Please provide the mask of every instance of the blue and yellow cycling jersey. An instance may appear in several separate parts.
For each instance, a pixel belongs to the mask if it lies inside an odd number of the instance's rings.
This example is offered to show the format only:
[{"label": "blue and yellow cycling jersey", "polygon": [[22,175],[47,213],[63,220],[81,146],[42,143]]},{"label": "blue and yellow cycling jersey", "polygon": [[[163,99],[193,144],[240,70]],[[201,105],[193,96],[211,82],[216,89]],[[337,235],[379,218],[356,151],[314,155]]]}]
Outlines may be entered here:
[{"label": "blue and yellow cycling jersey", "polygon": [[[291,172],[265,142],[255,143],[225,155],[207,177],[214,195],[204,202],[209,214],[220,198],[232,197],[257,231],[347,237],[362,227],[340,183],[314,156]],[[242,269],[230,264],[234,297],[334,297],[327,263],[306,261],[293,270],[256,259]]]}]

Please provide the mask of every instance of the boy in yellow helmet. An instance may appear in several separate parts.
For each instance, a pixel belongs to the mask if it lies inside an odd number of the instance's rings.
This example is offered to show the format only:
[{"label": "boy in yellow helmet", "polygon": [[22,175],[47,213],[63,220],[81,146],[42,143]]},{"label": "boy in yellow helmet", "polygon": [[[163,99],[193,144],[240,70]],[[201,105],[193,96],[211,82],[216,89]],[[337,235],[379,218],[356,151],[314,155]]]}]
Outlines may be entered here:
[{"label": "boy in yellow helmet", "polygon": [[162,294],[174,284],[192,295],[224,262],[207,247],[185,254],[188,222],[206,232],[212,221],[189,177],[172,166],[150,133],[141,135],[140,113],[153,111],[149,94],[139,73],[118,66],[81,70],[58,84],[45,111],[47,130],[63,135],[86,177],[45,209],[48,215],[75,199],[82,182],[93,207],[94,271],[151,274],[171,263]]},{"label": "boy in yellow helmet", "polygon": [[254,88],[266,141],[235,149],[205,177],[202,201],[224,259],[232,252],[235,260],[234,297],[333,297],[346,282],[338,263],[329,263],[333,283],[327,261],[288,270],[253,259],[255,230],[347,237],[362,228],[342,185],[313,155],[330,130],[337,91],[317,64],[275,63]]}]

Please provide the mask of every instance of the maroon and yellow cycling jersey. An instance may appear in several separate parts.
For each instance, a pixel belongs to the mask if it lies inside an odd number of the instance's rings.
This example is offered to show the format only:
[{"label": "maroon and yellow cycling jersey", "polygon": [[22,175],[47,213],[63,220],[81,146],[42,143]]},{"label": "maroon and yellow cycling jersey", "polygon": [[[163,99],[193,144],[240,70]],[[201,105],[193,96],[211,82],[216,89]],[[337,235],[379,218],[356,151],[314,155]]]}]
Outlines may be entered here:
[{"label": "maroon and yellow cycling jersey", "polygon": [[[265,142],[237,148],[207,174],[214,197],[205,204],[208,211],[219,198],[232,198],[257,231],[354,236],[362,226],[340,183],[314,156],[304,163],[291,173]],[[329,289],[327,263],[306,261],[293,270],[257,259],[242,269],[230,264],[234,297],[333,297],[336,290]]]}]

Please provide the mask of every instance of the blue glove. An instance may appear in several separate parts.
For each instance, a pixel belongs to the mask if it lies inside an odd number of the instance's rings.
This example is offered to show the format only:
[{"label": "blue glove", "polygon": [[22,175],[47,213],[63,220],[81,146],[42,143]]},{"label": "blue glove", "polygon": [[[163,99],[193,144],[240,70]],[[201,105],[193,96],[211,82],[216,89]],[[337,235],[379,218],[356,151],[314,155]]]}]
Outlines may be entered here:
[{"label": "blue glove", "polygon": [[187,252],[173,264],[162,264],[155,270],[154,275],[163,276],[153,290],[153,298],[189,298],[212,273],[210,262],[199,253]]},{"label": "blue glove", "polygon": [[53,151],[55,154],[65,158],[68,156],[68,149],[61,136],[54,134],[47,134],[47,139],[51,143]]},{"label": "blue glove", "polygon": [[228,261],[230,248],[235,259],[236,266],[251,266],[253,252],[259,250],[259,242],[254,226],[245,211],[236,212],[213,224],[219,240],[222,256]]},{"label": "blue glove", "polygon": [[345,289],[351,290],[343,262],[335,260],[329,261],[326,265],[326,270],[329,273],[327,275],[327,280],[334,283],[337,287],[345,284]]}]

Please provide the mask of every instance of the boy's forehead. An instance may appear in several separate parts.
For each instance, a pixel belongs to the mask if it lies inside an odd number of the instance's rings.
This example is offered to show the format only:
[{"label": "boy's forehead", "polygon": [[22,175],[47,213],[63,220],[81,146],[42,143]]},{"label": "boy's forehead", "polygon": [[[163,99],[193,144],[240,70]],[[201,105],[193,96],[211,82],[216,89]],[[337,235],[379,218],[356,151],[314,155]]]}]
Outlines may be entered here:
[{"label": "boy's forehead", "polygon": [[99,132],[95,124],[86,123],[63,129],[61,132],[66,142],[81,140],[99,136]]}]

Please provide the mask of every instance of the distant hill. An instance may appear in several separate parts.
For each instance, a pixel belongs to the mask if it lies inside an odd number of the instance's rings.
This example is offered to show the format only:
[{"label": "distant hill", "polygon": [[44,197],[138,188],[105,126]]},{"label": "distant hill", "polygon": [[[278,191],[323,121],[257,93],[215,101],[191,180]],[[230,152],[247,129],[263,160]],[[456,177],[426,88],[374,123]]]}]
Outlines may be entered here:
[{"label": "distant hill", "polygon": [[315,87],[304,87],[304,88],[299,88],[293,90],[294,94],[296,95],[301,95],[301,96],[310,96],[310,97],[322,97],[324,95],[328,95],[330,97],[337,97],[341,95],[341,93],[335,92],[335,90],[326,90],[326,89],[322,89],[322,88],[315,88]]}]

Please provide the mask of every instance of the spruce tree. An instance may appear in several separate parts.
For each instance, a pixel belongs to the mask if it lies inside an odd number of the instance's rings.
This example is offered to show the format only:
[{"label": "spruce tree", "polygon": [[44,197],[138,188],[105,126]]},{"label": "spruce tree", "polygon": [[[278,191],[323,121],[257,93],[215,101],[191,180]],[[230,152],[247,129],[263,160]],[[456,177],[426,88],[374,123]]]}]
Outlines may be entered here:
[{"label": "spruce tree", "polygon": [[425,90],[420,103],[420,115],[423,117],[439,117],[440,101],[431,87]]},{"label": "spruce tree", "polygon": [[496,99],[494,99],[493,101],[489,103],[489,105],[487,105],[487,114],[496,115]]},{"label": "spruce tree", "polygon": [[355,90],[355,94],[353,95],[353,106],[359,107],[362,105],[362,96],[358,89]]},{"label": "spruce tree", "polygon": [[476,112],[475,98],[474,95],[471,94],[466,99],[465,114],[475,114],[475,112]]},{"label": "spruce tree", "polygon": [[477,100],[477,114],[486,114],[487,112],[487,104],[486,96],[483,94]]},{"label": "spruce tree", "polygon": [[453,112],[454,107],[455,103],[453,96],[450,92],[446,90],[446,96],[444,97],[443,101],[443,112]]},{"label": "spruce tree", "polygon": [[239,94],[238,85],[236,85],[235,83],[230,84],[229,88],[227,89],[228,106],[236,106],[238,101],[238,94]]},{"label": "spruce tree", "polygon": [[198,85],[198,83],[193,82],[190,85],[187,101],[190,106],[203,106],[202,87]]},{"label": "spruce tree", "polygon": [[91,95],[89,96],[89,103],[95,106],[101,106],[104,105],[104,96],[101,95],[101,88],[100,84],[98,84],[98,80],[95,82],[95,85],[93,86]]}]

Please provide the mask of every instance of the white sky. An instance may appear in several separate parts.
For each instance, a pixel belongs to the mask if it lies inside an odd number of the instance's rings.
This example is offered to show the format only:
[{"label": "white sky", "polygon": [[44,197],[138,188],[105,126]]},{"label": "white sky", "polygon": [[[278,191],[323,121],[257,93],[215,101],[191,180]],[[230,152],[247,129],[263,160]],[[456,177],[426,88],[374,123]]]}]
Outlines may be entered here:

--------

### Problem to work on
Arrange the lines above as a Markdown table with the columns "Row" and "Line". Start at the line containing "Please provide the mask of every instance of the white", include every line through the last one, and leave out blank lines.

### Response to the task
| Row | Line |
|---|---|
| 1 | Please provide the mask of every instance of the white sky. An instance may appear in several separate parts. |
| 2 | For each instance, a pixel belongs to the mask if it lies inside an odd number of the instance's rings. |
| 3 | This example is offered to show the format only: |
| 4 | [{"label": "white sky", "polygon": [[44,197],[138,188],[105,126]]},{"label": "white sky", "polygon": [[[278,191],[323,121],[257,93],[215,101],[191,180]],[[230,152],[247,129],[263,160]],[[456,177],[426,88],[374,123]]]}] |
| 5 | Outlines may be entered here: |